§ Exercise details: Of all the entries below, retype only the lines from the one with "of the overcast" through the one with "Target: overcast sky", exactly as they appear.

§ Data records:
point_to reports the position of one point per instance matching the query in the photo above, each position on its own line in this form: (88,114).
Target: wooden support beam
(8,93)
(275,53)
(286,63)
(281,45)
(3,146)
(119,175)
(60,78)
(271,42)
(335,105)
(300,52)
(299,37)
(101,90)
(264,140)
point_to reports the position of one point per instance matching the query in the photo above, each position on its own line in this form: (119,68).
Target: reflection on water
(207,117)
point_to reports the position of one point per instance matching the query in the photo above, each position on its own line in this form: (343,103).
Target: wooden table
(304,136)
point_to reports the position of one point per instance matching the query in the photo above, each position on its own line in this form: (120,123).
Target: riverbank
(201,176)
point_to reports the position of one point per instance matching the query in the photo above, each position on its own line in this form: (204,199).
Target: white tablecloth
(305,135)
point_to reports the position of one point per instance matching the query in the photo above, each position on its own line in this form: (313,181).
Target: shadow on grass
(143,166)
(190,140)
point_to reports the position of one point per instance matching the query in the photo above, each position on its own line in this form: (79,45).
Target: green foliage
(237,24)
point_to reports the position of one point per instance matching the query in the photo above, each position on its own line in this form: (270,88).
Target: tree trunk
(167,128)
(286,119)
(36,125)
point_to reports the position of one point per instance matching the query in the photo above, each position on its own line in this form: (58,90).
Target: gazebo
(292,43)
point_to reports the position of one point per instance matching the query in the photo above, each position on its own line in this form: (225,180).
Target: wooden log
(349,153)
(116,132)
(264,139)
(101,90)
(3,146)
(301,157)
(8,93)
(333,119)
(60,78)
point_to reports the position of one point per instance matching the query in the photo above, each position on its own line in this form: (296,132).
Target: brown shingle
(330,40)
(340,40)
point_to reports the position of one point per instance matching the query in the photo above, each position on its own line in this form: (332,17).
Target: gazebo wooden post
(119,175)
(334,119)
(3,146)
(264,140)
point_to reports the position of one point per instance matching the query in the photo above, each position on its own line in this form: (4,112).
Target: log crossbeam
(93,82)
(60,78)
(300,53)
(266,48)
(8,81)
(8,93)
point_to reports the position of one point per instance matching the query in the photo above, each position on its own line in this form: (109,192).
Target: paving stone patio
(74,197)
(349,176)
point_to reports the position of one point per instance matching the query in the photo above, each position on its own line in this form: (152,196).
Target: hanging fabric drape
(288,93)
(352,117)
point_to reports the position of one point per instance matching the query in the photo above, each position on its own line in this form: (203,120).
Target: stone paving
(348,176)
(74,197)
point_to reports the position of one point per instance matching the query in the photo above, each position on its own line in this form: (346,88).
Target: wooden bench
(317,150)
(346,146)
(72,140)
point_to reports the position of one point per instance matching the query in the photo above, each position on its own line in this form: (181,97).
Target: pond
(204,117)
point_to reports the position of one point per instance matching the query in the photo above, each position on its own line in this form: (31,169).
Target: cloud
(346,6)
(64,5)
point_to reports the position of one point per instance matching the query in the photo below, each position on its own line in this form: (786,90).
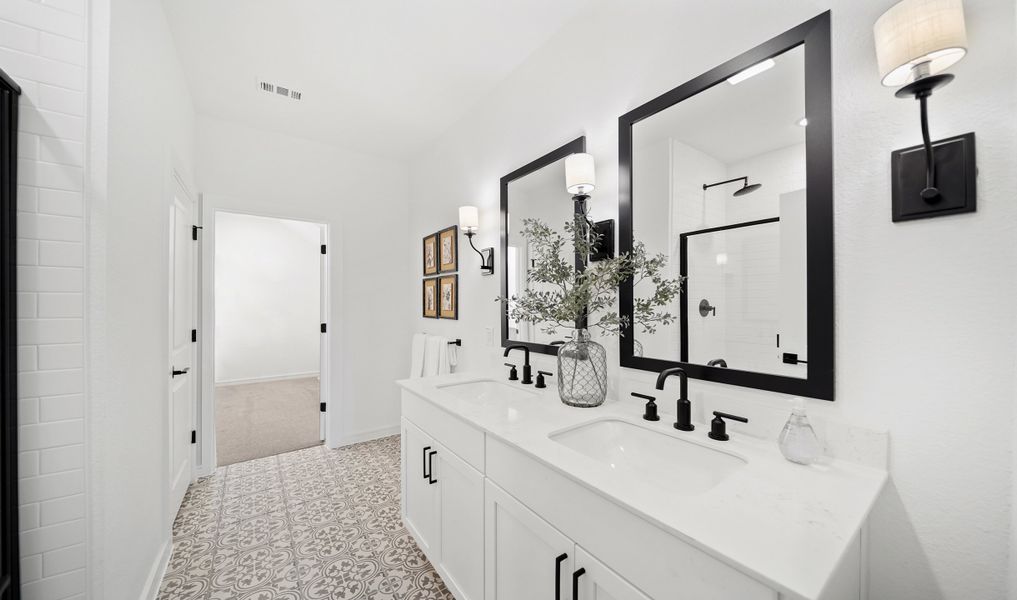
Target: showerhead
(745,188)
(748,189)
--
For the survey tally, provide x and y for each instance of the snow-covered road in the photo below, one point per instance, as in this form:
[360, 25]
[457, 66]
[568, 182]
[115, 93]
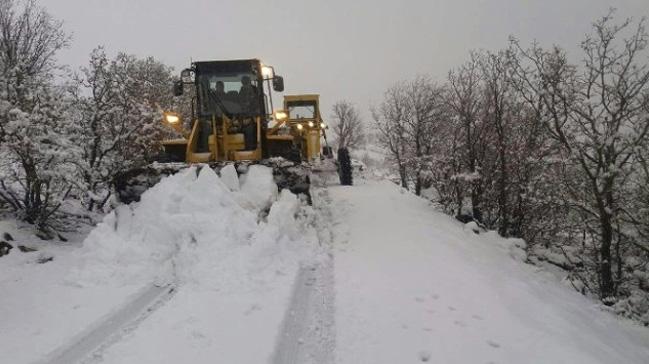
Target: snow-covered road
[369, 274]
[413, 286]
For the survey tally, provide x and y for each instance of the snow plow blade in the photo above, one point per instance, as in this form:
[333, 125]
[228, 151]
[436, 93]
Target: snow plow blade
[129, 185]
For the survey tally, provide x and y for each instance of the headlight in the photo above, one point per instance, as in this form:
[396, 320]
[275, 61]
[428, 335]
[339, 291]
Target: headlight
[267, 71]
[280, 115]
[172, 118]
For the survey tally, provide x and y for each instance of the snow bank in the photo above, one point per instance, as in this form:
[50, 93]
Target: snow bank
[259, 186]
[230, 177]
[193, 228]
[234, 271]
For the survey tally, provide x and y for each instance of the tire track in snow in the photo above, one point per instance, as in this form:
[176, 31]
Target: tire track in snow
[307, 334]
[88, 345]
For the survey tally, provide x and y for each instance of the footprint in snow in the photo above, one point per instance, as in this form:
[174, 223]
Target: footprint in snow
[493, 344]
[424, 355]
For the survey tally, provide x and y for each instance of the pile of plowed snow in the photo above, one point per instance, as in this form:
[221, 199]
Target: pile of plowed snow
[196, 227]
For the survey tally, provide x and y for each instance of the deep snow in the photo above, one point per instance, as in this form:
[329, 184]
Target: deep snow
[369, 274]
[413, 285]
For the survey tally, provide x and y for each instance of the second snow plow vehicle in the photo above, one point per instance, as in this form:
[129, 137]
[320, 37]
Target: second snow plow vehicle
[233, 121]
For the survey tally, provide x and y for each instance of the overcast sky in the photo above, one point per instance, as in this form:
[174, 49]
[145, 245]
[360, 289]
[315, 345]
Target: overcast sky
==
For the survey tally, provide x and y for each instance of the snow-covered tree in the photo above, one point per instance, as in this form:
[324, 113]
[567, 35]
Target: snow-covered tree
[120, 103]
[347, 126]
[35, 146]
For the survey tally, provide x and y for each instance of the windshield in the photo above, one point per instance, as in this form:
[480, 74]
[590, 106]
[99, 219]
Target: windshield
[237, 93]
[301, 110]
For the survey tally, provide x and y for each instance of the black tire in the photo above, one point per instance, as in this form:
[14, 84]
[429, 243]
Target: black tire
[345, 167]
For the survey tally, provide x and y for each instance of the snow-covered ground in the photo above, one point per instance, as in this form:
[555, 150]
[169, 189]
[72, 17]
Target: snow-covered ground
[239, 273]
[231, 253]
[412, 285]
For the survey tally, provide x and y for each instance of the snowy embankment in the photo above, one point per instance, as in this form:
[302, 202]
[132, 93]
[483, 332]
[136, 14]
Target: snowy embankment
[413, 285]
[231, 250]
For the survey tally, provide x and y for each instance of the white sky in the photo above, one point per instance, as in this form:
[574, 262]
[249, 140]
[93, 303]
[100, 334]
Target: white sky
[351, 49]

§ Response to this exercise:
For the survey tally, provide x and y for each instance of the overcast sky in the photo above, one point per instance, as in this form:
[174, 49]
[145, 245]
[360, 289]
[315, 345]
Target: overcast sky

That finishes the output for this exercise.